---------- Given records ----------
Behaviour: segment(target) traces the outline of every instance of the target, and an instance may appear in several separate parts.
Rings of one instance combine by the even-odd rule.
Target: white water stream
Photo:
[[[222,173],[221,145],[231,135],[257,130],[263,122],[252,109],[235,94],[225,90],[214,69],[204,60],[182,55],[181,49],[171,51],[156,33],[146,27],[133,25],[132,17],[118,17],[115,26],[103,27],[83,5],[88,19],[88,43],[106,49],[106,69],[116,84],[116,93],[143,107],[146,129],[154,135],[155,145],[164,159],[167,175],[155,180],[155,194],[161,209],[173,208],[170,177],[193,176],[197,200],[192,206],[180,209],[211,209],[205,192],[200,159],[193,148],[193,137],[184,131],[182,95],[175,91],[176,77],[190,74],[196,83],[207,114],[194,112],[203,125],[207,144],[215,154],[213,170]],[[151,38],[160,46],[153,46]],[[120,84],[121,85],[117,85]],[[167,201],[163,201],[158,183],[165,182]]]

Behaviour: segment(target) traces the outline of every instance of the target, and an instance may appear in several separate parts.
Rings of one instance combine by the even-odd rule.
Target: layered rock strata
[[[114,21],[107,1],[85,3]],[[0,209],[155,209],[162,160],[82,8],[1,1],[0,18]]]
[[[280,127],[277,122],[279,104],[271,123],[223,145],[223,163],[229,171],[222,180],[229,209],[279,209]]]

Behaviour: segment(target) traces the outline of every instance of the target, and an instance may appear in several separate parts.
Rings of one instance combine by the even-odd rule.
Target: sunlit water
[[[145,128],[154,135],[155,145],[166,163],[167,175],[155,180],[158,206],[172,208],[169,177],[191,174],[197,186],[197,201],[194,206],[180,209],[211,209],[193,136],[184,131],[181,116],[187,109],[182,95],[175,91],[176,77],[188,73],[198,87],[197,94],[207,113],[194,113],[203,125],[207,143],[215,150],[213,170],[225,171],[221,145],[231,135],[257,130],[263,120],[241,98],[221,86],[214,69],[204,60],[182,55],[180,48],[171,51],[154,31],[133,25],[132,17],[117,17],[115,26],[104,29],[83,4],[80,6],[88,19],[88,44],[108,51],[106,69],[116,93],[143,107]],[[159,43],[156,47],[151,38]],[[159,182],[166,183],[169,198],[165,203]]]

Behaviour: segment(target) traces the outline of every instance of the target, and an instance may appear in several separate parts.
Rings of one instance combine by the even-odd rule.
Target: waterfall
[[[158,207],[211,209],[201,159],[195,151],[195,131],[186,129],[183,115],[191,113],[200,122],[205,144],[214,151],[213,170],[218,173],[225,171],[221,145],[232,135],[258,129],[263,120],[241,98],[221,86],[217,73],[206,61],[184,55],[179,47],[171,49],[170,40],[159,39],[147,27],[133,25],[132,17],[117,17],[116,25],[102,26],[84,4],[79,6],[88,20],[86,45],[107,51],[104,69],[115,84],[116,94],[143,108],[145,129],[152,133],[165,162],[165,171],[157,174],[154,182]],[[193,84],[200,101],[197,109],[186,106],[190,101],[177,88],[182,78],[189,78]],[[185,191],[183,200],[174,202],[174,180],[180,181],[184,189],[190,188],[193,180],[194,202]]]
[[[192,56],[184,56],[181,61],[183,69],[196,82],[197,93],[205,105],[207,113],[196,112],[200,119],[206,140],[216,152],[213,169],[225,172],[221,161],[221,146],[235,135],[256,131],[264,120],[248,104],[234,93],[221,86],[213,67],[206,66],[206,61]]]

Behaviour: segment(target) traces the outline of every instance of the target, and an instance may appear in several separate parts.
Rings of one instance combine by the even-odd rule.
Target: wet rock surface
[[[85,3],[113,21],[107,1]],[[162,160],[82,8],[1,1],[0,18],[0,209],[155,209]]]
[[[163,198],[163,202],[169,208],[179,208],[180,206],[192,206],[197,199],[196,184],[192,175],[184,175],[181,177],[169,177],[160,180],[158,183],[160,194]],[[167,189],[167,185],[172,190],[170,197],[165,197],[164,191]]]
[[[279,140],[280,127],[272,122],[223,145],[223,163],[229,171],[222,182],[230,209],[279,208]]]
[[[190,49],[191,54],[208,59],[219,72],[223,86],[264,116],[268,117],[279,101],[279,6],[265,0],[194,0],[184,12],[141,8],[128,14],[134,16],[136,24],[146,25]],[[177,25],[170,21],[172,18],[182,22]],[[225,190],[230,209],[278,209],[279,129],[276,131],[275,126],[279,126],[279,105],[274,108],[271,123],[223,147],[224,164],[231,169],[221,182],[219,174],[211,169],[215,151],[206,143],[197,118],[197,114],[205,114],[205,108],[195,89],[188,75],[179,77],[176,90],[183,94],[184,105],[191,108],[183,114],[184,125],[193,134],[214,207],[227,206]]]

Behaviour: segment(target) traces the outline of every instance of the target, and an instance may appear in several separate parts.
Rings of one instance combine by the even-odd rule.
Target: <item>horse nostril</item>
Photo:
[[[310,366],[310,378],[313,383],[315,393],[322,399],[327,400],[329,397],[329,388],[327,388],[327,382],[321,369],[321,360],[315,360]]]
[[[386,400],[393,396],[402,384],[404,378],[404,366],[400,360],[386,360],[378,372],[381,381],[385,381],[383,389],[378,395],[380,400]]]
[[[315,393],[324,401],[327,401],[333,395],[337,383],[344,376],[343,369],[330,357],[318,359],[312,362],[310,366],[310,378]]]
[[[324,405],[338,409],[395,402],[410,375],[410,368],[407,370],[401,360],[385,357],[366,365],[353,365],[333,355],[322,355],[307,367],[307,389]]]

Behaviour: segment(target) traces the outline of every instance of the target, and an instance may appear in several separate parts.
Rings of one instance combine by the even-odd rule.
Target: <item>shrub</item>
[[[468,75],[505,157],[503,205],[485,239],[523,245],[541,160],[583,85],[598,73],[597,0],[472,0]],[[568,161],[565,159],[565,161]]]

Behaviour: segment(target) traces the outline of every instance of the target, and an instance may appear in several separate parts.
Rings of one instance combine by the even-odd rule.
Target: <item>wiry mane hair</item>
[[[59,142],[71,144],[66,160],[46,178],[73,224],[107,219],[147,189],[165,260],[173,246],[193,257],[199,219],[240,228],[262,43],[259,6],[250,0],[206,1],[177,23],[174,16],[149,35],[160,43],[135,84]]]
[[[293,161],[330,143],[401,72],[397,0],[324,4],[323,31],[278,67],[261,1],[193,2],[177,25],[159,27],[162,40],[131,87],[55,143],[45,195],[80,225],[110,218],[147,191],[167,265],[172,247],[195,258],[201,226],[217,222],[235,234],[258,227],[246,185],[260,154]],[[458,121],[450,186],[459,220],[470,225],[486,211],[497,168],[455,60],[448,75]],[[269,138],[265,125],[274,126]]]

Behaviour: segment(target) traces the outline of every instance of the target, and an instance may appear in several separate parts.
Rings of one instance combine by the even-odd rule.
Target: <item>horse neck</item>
----------
**The task**:
Show every line of the listing containing the string "horse" by copying it.

**Written answer**:
Target: <item>horse nostril</item>
Target: <item>horse neck</item>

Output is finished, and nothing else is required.